## The problem:
Please retype every line of the material below without any changes, leaving out the pictures.

## Provided entries:
######

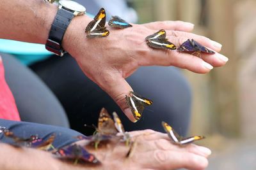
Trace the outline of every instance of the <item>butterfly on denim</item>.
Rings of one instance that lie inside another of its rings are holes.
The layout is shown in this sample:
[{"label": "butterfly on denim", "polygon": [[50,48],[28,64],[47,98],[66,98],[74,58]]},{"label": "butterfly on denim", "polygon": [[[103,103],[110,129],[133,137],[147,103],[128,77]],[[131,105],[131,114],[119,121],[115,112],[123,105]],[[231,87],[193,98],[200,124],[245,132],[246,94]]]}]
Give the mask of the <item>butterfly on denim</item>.
[{"label": "butterfly on denim", "polygon": [[166,32],[161,29],[157,32],[146,37],[148,46],[153,48],[168,49],[174,50],[177,48],[174,44],[166,39]]},{"label": "butterfly on denim", "polygon": [[153,101],[146,99],[138,94],[131,91],[129,96],[125,96],[126,103],[132,111],[133,117],[139,120],[142,116],[142,112],[145,106],[150,106]]},{"label": "butterfly on denim", "polygon": [[182,145],[185,144],[188,144],[190,143],[193,143],[195,141],[200,140],[204,139],[205,137],[202,136],[194,136],[188,138],[183,138],[179,136],[174,129],[169,125],[167,123],[164,122],[162,122],[162,125],[166,132],[169,138],[172,140],[172,142],[175,144],[177,144],[179,145]]},{"label": "butterfly on denim", "polygon": [[31,135],[29,138],[20,138],[14,134],[14,133],[10,131],[8,129],[1,129],[2,132],[4,136],[12,139],[14,141],[13,143],[10,143],[15,146],[28,146],[29,147],[31,143],[38,139],[36,135]]},{"label": "butterfly on denim", "polygon": [[109,31],[105,27],[106,24],[106,11],[102,8],[94,19],[89,22],[85,32],[87,33],[88,38],[106,37],[109,34]]},{"label": "butterfly on denim", "polygon": [[201,52],[204,52],[208,54],[214,54],[215,52],[212,51],[204,46],[200,45],[198,42],[191,39],[188,39],[187,41],[184,42],[180,47],[177,48],[179,51],[185,52],[193,52],[197,53],[199,56],[201,57]]},{"label": "butterfly on denim", "polygon": [[121,120],[116,112],[113,113],[113,117],[114,117],[115,126],[116,127],[117,131],[123,136],[123,141],[125,141],[126,146],[128,146],[131,139],[130,134],[124,130]]},{"label": "butterfly on denim", "polygon": [[108,22],[108,25],[111,27],[125,29],[132,27],[132,25],[119,17],[118,16],[112,16],[110,20]]},{"label": "butterfly on denim", "polygon": [[89,153],[81,146],[77,144],[72,144],[60,148],[56,154],[61,159],[75,161],[74,164],[76,164],[79,160],[82,160],[84,162],[100,164],[100,162],[94,155]]},{"label": "butterfly on denim", "polygon": [[52,134],[48,138],[46,139],[43,139],[40,138],[36,138],[30,143],[30,147],[35,148],[36,149],[43,150],[48,150],[51,148],[54,148],[52,146],[52,143],[54,142],[55,139],[55,134]]}]

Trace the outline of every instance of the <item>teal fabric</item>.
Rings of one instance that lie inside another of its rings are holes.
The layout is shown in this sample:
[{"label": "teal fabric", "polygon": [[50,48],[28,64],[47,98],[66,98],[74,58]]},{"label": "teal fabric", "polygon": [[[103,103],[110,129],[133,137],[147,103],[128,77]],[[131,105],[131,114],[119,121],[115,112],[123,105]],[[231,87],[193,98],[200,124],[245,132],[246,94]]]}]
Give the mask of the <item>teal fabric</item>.
[{"label": "teal fabric", "polygon": [[[90,14],[86,15],[93,18]],[[44,45],[3,39],[0,39],[0,52],[12,54],[26,65],[45,60],[52,55],[45,50]]]},{"label": "teal fabric", "polygon": [[15,55],[23,64],[31,64],[52,55],[44,45],[0,39],[0,52]]}]

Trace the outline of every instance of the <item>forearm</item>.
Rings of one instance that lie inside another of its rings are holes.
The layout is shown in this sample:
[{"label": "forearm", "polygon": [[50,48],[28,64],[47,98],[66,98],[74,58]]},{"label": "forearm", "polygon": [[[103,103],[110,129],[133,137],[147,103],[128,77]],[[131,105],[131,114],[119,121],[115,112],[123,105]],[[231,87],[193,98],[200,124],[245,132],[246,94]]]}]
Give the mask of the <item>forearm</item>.
[{"label": "forearm", "polygon": [[[0,38],[45,44],[57,10],[44,0],[0,1]],[[82,18],[86,27],[90,19]]]},{"label": "forearm", "polygon": [[17,148],[0,143],[1,170],[88,169],[54,158],[51,153],[31,148]]}]

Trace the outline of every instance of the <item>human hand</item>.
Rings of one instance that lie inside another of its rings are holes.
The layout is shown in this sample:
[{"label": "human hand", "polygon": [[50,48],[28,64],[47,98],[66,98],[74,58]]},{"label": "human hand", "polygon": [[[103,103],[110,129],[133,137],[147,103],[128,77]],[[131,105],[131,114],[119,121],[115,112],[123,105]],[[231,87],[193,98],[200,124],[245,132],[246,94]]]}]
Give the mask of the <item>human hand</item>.
[{"label": "human hand", "polygon": [[[221,66],[228,60],[218,53],[221,45],[205,37],[188,32],[193,28],[193,25],[189,23],[156,22],[133,24],[132,27],[124,30],[108,28],[111,32],[109,36],[88,39],[86,38],[84,28],[90,20],[85,17],[76,17],[72,21],[64,36],[64,48],[76,59],[84,74],[106,91],[132,122],[136,120],[125,99],[125,95],[132,89],[125,78],[139,66],[173,66],[206,73],[212,66]],[[194,39],[216,53],[202,53],[200,59],[177,50],[149,48],[145,38],[161,29],[166,31],[167,38],[178,47],[188,39]]]},{"label": "human hand", "polygon": [[[124,143],[110,143],[97,150],[93,146],[87,147],[102,162],[101,166],[97,167],[99,169],[199,170],[207,166],[207,157],[211,154],[208,148],[193,144],[179,146],[172,144],[166,134],[152,130],[134,131],[130,134],[134,136],[136,145],[128,158],[125,155],[129,147]],[[93,165],[86,167],[95,168]]]}]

######

## Correct output:
Trace the outline of every instance of the <item>butterfly on denim</item>.
Rings of one instance that lie inside another of its rings are holes.
The layout is shown in this sample:
[{"label": "butterfly on denim", "polygon": [[50,48],[28,64],[47,98],[66,98],[74,58]]},{"label": "butterfly on denim", "polygon": [[[103,103],[110,129],[133,137],[147,103],[128,77]],[[131,105],[131,114],[119,121],[115,112],[123,105]],[[231,87],[193,98],[200,124],[245,132],[246,94]]]}]
Give the mask of the <item>butterfly on denim</item>.
[{"label": "butterfly on denim", "polygon": [[166,32],[161,29],[157,32],[146,37],[148,46],[153,48],[168,49],[174,50],[177,48],[174,44],[166,39]]},{"label": "butterfly on denim", "polygon": [[153,101],[146,99],[138,94],[131,91],[129,96],[125,96],[126,103],[132,111],[133,117],[139,120],[142,116],[142,112],[145,106],[150,106]]},{"label": "butterfly on denim", "polygon": [[182,145],[185,144],[188,144],[190,143],[193,143],[195,141],[200,140],[204,139],[205,137],[202,136],[194,136],[188,138],[183,138],[179,136],[174,129],[169,125],[167,123],[164,122],[162,122],[162,125],[166,132],[169,138],[172,140],[172,142],[175,144],[177,144],[179,145]]},{"label": "butterfly on denim", "polygon": [[31,135],[29,138],[20,138],[14,134],[14,133],[10,131],[8,129],[1,129],[2,132],[4,136],[12,139],[14,141],[13,143],[10,143],[15,146],[28,146],[29,147],[31,143],[38,139],[36,135]]},{"label": "butterfly on denim", "polygon": [[109,31],[105,27],[106,24],[106,11],[102,8],[94,19],[89,22],[85,32],[87,33],[88,38],[106,37],[109,34]]},{"label": "butterfly on denim", "polygon": [[201,52],[204,52],[208,54],[214,54],[215,52],[212,51],[204,46],[200,45],[198,42],[191,39],[188,39],[187,41],[184,42],[180,47],[177,48],[179,51],[185,52],[193,52],[197,53],[199,56],[201,57]]},{"label": "butterfly on denim", "polygon": [[121,120],[116,112],[113,113],[113,117],[114,117],[115,126],[116,127],[117,131],[123,136],[123,141],[125,141],[126,146],[128,146],[131,139],[130,134],[124,130]]},{"label": "butterfly on denim", "polygon": [[108,22],[108,25],[111,27],[125,29],[132,27],[132,25],[119,17],[118,16],[112,16],[110,20]]},{"label": "butterfly on denim", "polygon": [[89,153],[81,146],[77,144],[72,144],[60,148],[56,154],[61,159],[75,161],[74,164],[76,164],[79,160],[82,160],[84,162],[100,164],[100,162],[94,155]]},{"label": "butterfly on denim", "polygon": [[52,134],[48,138],[46,139],[43,139],[40,138],[36,138],[30,143],[30,147],[35,148],[36,149],[43,150],[48,150],[51,148],[54,148],[52,146],[52,143],[54,142],[55,139],[55,134]]}]

Trace the outline of every instance of the <item>teal fabric</item>.
Rings of one instance that lie inside another of its rings are holes.
The layout is shown in this sample:
[{"label": "teal fabric", "polygon": [[50,48],[28,64],[47,98],[66,98],[74,58]]},{"label": "teal fabric", "polygon": [[[103,103],[110,129],[133,137],[147,103],[128,77]],[[131,105],[131,114],[119,121],[115,112],[123,105]],[[231,87],[193,98],[200,124],[245,132],[246,94]]]}]
Give the mask of the <item>teal fabric</item>.
[{"label": "teal fabric", "polygon": [[[90,14],[86,15],[93,18]],[[44,45],[3,39],[0,39],[0,52],[12,54],[26,65],[45,60],[52,55],[45,50]]]},{"label": "teal fabric", "polygon": [[15,55],[23,64],[31,64],[52,55],[44,45],[0,39],[0,52]]}]

Trace the outline of every instance of the <item>forearm</item>.
Rings of one instance that lie inside another of its rings are holes.
The layout is shown in this sample:
[{"label": "forearm", "polygon": [[50,48],[28,64],[47,98],[66,98],[74,58]]},{"label": "forearm", "polygon": [[[103,103],[110,129],[133,137],[147,103],[128,77]],[[131,105],[131,114],[119,121],[115,112],[123,105]],[[231,87],[193,98],[200,124],[245,132],[246,94]]]}]
Give the mask of the <item>forearm</item>.
[{"label": "forearm", "polygon": [[[0,38],[45,44],[57,10],[44,0],[0,1]],[[82,18],[86,27],[90,19]]]},{"label": "forearm", "polygon": [[17,148],[0,143],[1,170],[88,169],[54,158],[51,153],[31,148]]}]

Trace the outline of every instance of the <item>human hand</item>.
Rings of one instance that lie inside another of its rings are holes.
The layout is shown in this sample:
[{"label": "human hand", "polygon": [[50,48],[28,64],[47,98],[66,98],[74,58]]},{"label": "human hand", "polygon": [[[103,103],[110,129],[133,137],[147,103],[128,77]],[[131,105],[131,114],[119,121],[115,112],[123,105]],[[231,87],[193,98],[200,124],[245,132],[246,94]]]}]
Give the mask of the <item>human hand</item>.
[{"label": "human hand", "polygon": [[[221,66],[228,60],[218,53],[221,45],[205,37],[188,32],[193,28],[193,25],[189,23],[156,22],[133,24],[132,27],[124,30],[108,28],[111,32],[109,36],[88,39],[86,38],[84,28],[90,20],[85,17],[76,17],[72,21],[64,36],[64,48],[76,59],[84,74],[106,91],[132,122],[136,120],[125,99],[125,95],[132,89],[125,78],[139,66],[173,66],[206,73],[212,66]],[[194,39],[216,53],[202,53],[200,59],[177,50],[149,48],[145,38],[161,29],[166,31],[167,38],[178,47],[188,39]]]},{"label": "human hand", "polygon": [[[124,143],[110,143],[97,150],[93,146],[87,147],[102,162],[101,166],[97,167],[99,169],[199,170],[207,166],[207,157],[211,154],[208,148],[193,144],[179,146],[172,144],[166,134],[152,130],[134,131],[130,134],[134,136],[136,145],[128,158],[125,155],[129,147]],[[93,165],[86,167],[95,168]]]}]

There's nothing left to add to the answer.